» Инструкции к заданиям
1. Измените фрагмент текста о военных стихах Милоша, начиная с «В зрелых военных» и заканчивая «универсуму человеческих ценностей.»: замените «Милош» на «поэт».
2. Ответьте на вопросы по тексту о военных стихах Милоша:
(a) С какого года Милош писал зрелые военные стихи, о которых идет речь?
(b) Против чего направлена сила акции уничтожения в первой части стихотворения «Бедный христианин смотрит на гетто»?
(c) Кто пожирает тела, а точнее их части?
3. Продолжите текст о военных стихах Милоша сразу после его последнего предложения.

» Текст для чтения

В зрелых военных стихах, тех, которые Милош писал с 1943 года, видны многочисленные попытки описать насилие, не глядя ему прямо в глаза. В первой части стихотворения «Бедный христианин смотрит на гетто» мы видим акцию уничтожения, ее сила направлена против вещей; человеческая субъектность, человеческие тела уже под землей. Насилие по отношению к телу совершает здесь природа: тела, а точнее, их части пожирают насекомые. Повторяемость действий ненасытных насекомых, акцент на них выводят стихотворение за пределы морали. Жестокость природы, хотя и ужасна, не принадлежит к универсуму человеческих ценностей.

» Зафиксированные данные
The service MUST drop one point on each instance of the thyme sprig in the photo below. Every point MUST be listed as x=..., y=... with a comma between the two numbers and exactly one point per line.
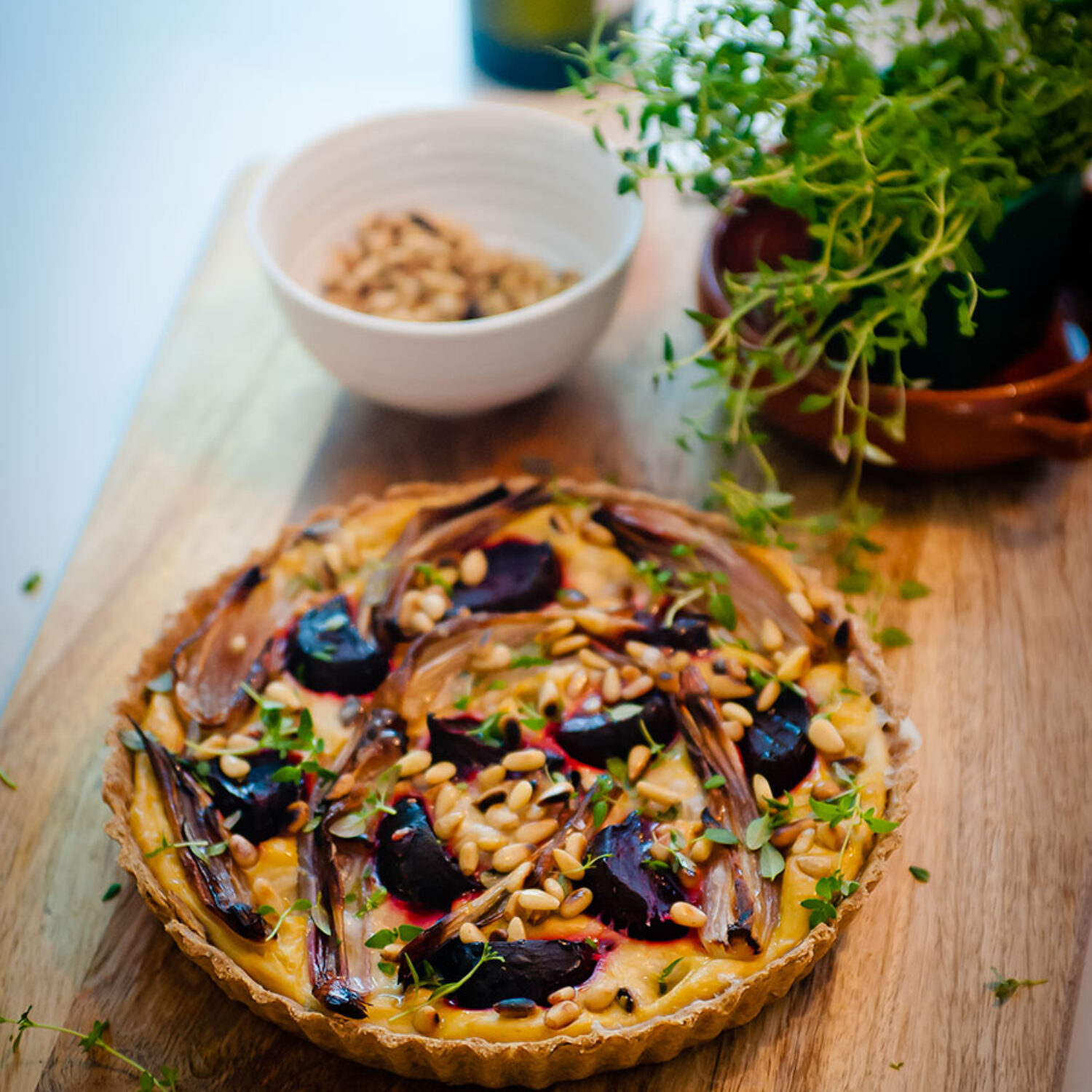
x=95, y=1040
x=898, y=172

» Ответы на задания
1.
В зрелых военных стихах, тех, которые поэт писал с 1943 года, видны многочисленные попытки описать насилие, не глядя ему прямо в глаза. В первой части стихотворения «Бедный христианин смотрит на гетто» мы видим акцию уничтожения, ее сила направлена против вещей; человеческая субъектность, человеческие тела уже под землей. Насилие по отношению к телу совершает здесь природа: тела, а точнее, их части пожирают насекомые. Повторяемость действий ненасытных насекомых, акцент на них выводят стихотворение за пределы морали. Жестокость природы, хотя и ужасна, не принадлежит к универсуму человеческих ценностей.

2.
(a) С 1943 года.
(b) Против вещей.
(c) Насекомые.

3.
Если, однако, мы присмотримся пристальней к этой оргии уничтожения, то увидим в ней погром или мародерство после погрома:

Не выдерживает бумага, резина, шерсть, мешковина, лен,

Материя, хрящ, клетчатка, проволока, змеиная кожа…

(Перевод С. Морейно)[13]

На это указывает и один из вариантов названия. Первоначальное, как и во многих других стихотворениях цикла «Мир (Наивная поэма)», название состояло из двух слов — «Бедный христианин». Вероятно, Милош заменил его на «Бедный христианин смотрит на гетто», опасаясь, что стихотворение не будет понято так, как он задумал. Через год после появления стихотворения в печати, возможно, на основе одного из бытовавших вариантов, название будет расширено: «Бедный христианин смотрит на резню в гетто»[14]. Но автор последнего варианта — не Милош.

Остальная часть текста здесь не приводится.